Por favor, liste os tipos de considerações que o trecho sobre a misericórdia pretende ligar à reflexão teológica.

━━ Trecho da página

O cardeal Walter Kasper, presidente emérito do Conselho Pontifício para a Promoção da Unidade dos Cristãos, no prólogo de seu livro “A misericórdia: condição fundamental do Evangelho e chave da vida cristã”, publicado originalmente em 2013, afirma: “A presente obra baseia-se nos rascunhos que elaborei para um ciclo de palestras no âmbito dos Exercícios Espirituais. Na altura, porém, a palestra sobre a misericórdia a que se destinavam não atingiu os objetivos a que me propus. As investigações teológicas não me ajudaram a avançar. Nos anos seguintes, retomei reiteradamente este tema. A reflexão e a investigação levaram-me a questões centrais, tanto no que se refere à doutrina sobre Deus e os atributos divinos, por um lado, como no respeitante à existência cristã, por outro. Pude constatar que a misericórdia, que é tão fundamental na Bíblia, ou caiu largamente no esquecimento na teologia sistemática, ou é tratada apenas de uma forma muito pouco cuidada. Nestas questões, como em tantas outras, a espiritualidade e a mística vão muito adiante da teologia acadêmica. Assim, o presente texto propõe-se estabelecer a ligação entre a reflexão teológica e as considerações espirituais, pastorais e sociais com o intuito de propiciar uma cultura da misericórdia” (p. 9).

━━━━
━━ Linhas de dados

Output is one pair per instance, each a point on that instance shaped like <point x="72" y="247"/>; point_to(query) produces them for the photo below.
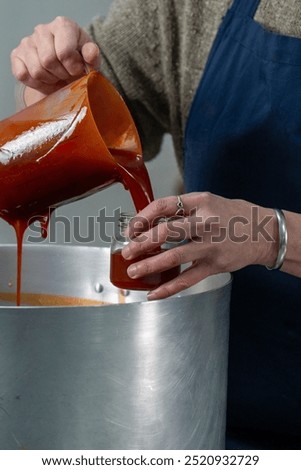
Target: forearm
<point x="292" y="262"/>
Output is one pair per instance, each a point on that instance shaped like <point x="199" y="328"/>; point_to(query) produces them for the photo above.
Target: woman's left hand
<point x="222" y="235"/>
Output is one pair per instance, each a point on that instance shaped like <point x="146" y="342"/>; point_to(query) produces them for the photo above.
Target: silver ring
<point x="180" y="212"/>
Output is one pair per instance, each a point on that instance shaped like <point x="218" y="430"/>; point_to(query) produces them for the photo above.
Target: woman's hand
<point x="222" y="235"/>
<point x="54" y="55"/>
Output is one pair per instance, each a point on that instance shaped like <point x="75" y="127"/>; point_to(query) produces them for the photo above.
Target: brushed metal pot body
<point x="142" y="375"/>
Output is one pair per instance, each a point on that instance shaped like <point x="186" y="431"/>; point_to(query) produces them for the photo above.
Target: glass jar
<point x="119" y="265"/>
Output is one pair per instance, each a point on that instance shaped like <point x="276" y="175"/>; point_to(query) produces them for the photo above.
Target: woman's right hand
<point x="54" y="55"/>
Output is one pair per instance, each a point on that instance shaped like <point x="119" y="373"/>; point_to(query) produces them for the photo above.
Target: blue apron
<point x="243" y="140"/>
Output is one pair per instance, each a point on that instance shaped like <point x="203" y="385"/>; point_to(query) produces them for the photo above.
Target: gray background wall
<point x="17" y="20"/>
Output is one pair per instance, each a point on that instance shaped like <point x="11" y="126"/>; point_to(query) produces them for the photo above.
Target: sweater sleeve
<point x="132" y="58"/>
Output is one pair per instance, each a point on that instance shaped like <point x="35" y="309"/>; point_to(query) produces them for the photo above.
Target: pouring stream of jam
<point x="133" y="175"/>
<point x="70" y="144"/>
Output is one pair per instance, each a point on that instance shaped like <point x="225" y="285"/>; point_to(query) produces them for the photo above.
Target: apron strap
<point x="245" y="7"/>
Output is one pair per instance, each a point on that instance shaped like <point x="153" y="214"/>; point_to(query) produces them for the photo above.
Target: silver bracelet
<point x="282" y="231"/>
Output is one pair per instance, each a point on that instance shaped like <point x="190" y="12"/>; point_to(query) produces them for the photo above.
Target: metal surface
<point x="143" y="375"/>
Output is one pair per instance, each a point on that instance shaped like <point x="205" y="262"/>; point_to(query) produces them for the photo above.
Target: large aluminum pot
<point x="142" y="375"/>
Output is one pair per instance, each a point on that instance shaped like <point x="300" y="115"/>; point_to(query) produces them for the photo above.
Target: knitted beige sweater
<point x="155" y="51"/>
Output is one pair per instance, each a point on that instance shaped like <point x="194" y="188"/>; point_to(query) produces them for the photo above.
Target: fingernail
<point x="151" y="295"/>
<point x="126" y="253"/>
<point x="132" y="271"/>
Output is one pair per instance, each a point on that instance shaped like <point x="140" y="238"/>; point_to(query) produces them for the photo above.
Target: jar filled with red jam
<point x="119" y="265"/>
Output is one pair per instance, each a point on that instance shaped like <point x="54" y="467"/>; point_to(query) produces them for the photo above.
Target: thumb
<point x="91" y="54"/>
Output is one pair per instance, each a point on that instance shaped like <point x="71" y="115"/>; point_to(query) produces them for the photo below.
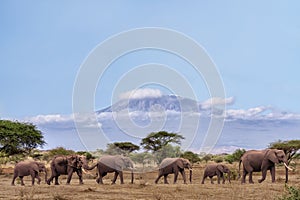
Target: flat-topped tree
<point x="18" y="137"/>
<point x="156" y="140"/>
<point x="290" y="147"/>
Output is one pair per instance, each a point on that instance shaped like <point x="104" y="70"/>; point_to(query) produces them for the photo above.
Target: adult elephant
<point x="67" y="165"/>
<point x="173" y="166"/>
<point x="262" y="160"/>
<point x="216" y="170"/>
<point x="116" y="164"/>
<point x="26" y="168"/>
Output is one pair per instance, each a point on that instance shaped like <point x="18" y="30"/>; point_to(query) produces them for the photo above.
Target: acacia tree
<point x="290" y="147"/>
<point x="155" y="141"/>
<point x="121" y="148"/>
<point x="159" y="144"/>
<point x="17" y="137"/>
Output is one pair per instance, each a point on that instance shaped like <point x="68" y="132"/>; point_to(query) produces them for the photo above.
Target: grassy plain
<point x="144" y="187"/>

━━━━

Resposta | Espirituais, pastorais e sociais.